PROBLEM SET =>
1/ In the Halloween costume article below, on what day and date does Halloween fall?
2/ Continue the Halloween costume article below, starting after its last sentence.

TEXT FOR ANALYSIS =>
────────

Last Minute Halloween Costume Ideas

Put the scissors away and the white sheet back in the linen closet. You can do better than that.

Though the festival of fear has been running for 19 months straight, the official spooky season kicked off this month with the pinnacle of pumpkin propaganda taking place this Sunday, October 31. Got a Halloween party over the weekend but no clever costume ideas? You’re in luck, because I have plenty of clever costume ideas with no Halloween party to go to.

Kim Kardashian’s soul

At this year’s New York Met Gala, the second-born daughter of serial opportunist Kris Jenner and serial killer defender Robert Kardashian dressed up as her soul—dark and undetectable. Dressed in an all-black Balenciaga ensemble that concealed every inch of her infamous identity, the reality tv star would have been completely unrecognisable if not for her surgically enhanced silhouette and constant close proximity to her younger half-sister, full-time activist, Kendall ‘Have a Pepsi’ Jenner. To complete the look, simply wear all black, pull some pantyhose over your head, and stand slightly behind people in photos so you can be a shadow of a person in the literal sense, too.

The dickheads from the ‘Imagine’ celebrity video

Group costume idea! Gather your richest, most privileged friends and harmonise your way through the discomfort of four days in lockdown surrounded by luxury. To pull off this look, just walk around the party in selfie mode while singing utopian lyrics about a world sans possessions into YOUR FUCKING IPHONE. Sure, this abomination happened 18 months ago, but I haven’t forgotten. I’ll never forget.

Bernie in mittens

Another unforgettable moment, yet one which I recall with much greater fondness, is Bernie Sanders’ iconic inauguration ceremony mittens look. Dressed in a beige parka with his legs and arms crossed, the socially distanced socialist was photographed wearing a pair of white and brown knitted mittens that became meme royalty. This costume is easy to execute while also allowing you to get away with extremely anti-social behaviour at your party. Don’t like the person sitting next to you? Move—it’s all part of the costume. Better yet, push them off their chair and teach them a lesson about free healthcare.

────────

DATASET RECORDS =>
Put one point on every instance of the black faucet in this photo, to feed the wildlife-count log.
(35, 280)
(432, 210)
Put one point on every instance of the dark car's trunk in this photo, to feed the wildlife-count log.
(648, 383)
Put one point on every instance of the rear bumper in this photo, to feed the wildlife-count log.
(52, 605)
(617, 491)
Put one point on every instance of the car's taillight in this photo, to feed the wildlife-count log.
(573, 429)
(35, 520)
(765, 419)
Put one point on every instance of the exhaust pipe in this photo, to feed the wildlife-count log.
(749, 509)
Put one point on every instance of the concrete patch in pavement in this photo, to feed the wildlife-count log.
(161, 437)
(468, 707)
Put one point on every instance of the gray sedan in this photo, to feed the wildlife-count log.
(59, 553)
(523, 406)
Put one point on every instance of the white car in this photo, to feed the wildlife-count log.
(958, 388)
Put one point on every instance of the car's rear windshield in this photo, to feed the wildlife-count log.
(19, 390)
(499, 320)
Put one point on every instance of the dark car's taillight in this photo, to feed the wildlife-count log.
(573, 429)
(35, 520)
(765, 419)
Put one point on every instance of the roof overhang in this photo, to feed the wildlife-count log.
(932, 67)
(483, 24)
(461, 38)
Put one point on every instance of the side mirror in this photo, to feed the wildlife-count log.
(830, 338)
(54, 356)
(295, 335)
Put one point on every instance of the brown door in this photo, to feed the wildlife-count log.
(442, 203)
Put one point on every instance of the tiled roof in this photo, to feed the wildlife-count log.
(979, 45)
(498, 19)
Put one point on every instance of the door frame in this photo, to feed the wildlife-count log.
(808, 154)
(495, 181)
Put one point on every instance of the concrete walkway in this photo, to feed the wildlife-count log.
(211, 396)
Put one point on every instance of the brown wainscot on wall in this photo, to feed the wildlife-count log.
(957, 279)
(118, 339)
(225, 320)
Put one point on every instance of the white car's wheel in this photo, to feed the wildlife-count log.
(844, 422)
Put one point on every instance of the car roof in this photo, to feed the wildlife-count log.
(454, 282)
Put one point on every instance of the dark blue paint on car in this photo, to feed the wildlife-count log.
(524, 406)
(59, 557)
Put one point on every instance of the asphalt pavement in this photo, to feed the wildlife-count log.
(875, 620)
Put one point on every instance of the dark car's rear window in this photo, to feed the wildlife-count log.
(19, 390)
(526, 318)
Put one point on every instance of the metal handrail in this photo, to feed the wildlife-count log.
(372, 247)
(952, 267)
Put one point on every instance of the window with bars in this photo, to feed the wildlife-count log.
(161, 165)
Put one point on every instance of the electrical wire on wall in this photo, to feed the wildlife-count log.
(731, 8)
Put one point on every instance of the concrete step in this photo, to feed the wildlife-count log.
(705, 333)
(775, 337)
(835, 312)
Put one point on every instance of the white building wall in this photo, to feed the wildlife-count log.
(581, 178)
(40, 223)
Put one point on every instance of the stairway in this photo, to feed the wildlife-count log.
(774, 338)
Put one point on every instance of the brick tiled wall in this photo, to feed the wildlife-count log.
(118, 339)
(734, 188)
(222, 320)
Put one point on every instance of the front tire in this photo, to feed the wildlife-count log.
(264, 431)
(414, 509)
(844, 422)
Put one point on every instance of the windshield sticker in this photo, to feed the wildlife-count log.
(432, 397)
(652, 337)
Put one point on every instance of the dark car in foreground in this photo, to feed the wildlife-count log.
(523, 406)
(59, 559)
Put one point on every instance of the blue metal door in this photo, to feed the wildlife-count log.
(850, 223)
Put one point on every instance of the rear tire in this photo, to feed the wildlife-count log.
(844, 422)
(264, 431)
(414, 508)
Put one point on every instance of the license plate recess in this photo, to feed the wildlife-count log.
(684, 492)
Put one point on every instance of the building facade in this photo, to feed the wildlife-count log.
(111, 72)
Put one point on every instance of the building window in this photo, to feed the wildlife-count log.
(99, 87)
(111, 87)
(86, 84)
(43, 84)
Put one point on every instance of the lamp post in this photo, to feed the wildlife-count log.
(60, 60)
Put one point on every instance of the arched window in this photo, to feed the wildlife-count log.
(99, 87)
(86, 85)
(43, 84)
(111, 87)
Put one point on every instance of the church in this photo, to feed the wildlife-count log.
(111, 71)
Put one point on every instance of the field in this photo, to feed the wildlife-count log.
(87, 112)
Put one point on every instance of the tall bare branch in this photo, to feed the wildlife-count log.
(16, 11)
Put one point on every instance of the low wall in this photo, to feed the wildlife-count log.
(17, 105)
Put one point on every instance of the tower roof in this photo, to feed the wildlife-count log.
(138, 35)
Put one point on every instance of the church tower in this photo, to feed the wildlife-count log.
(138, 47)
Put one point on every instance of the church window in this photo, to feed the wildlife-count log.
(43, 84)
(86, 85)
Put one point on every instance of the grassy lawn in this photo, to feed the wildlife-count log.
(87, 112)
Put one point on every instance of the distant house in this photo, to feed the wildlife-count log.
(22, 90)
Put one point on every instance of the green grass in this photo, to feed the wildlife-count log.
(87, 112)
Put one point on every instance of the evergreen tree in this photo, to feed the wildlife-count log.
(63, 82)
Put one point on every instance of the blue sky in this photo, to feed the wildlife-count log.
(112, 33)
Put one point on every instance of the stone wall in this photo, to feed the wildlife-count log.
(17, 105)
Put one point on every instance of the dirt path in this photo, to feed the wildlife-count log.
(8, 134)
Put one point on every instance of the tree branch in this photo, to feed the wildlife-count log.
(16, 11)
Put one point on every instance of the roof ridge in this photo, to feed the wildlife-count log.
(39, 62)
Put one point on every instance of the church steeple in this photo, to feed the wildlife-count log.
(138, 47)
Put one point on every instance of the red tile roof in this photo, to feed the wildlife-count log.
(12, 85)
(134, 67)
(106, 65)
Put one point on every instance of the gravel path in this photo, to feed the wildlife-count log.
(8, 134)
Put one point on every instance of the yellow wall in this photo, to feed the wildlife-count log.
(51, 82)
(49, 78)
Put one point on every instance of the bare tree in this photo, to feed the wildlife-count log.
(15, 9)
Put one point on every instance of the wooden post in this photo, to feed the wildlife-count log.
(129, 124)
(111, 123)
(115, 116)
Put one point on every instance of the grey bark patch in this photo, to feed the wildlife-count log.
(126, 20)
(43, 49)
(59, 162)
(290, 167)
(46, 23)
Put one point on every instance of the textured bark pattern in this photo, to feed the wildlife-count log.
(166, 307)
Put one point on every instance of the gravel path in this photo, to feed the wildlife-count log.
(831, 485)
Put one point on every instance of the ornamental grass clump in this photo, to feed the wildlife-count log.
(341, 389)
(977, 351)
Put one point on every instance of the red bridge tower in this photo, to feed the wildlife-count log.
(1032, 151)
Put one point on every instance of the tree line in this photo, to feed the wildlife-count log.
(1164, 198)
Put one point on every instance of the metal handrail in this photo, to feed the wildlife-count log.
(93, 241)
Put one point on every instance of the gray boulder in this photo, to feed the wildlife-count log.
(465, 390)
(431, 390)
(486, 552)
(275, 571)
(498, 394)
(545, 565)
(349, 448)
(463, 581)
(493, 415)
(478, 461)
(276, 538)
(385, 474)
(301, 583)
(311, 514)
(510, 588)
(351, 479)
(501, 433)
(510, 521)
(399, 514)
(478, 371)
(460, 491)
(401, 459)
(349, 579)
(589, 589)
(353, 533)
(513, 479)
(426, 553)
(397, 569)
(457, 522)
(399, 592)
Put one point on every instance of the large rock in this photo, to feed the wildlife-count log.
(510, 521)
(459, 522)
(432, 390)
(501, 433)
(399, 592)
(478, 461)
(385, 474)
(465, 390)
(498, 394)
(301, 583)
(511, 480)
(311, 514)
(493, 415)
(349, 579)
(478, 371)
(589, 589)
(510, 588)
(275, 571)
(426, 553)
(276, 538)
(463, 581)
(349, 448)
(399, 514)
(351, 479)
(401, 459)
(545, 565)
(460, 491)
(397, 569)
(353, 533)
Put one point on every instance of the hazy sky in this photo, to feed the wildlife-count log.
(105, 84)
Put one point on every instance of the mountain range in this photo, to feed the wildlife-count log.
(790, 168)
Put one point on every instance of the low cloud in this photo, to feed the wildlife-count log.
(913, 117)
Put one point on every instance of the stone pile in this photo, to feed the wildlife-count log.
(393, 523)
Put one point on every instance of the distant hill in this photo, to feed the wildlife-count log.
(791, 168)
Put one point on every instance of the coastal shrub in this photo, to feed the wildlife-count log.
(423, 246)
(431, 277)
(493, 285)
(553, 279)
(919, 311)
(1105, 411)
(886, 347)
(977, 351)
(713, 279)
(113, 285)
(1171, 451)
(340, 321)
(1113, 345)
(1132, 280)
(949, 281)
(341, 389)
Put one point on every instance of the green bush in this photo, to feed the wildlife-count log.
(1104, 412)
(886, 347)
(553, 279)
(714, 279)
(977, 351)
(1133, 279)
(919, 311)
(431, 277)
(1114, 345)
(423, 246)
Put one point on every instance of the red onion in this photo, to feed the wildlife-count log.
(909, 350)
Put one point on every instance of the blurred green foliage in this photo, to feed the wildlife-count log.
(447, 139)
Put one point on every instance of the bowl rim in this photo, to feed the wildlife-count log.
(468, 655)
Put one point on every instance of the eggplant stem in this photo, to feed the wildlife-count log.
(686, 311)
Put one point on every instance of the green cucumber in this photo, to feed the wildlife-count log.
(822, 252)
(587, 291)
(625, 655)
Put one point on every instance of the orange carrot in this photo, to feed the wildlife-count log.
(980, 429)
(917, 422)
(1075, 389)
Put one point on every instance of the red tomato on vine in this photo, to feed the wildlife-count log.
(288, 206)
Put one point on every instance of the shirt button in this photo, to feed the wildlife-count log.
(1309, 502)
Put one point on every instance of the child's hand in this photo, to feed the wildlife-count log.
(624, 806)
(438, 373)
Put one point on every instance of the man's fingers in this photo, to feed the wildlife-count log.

────────

ANSWERS TO THIS EXERCISE =>
1/ Sunday, October 31.

2/
Dean Boxall x Ultimate Warrior

Here’s the crossover no-one knew they needed until it was projected over tv screens across the world: Australian Olympic swimming coach Dean Boxall impersonating WWE Hall of Fame wrestler, The Ultimate Warrior. Arguably the most iconic moment from the entire Tokyo Olympics, the 44-year-old long-haired, short-circuiting coach of swimmer Ariarne Titmus gyrated to fame with his pelvic-led gold medal celebration reminiscent of the late and great wrestler shaking the ropes of the ring. Wavy blonde wig, yellow and green P.E teacher getup, and $300 from the nearest ATM should do it.

Oprah interviewing Harry & Megan

Is this basic? I can’t tell. The months-long news cycle that spawned five billion articles about one interview was a damning indictment of modern society and our priorities, but at the same time, I watched it with intense intrigue while offering passionate commentary in the group chat, so…? Anyway, all you need to pull off this one is a mauve v-neck over a white collared shirt, some oversized round spectacles, and a deep distrust of the monarchy.

A penis in space

The year is 2021. The world is at the mercy of a global pandemic that is killing millions of people and financially crippling billions more. Yet, since the onset of the pandemic, your wealth has grown by $86 billion to a staggering $198 billion. Homelessness is at an all-time high and mental health is at an all-time low. You’re the richest man in the world—what do you do? Exactly. Swing your dick all the way into space and show those motherfuckers who’s boss.

Zoom cat filter lawyer

Oh wow, I guess I am basic. Look me in the face and tell me you didn’t laugh when it happened, though.